## Description of the task
Could you output every record again, exactly as given?
____ Given records
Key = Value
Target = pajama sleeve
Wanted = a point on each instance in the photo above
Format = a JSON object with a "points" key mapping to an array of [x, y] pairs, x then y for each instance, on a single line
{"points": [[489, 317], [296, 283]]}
________
## Worked solution
Key = Value
Target = pajama sleeve
Wanted = a point on each instance in the photo above
Format = a JSON object with a "points" key mapping to an array of [x, y] pairs, x then y for each instance, on a single line
{"points": [[489, 317], [296, 283]]}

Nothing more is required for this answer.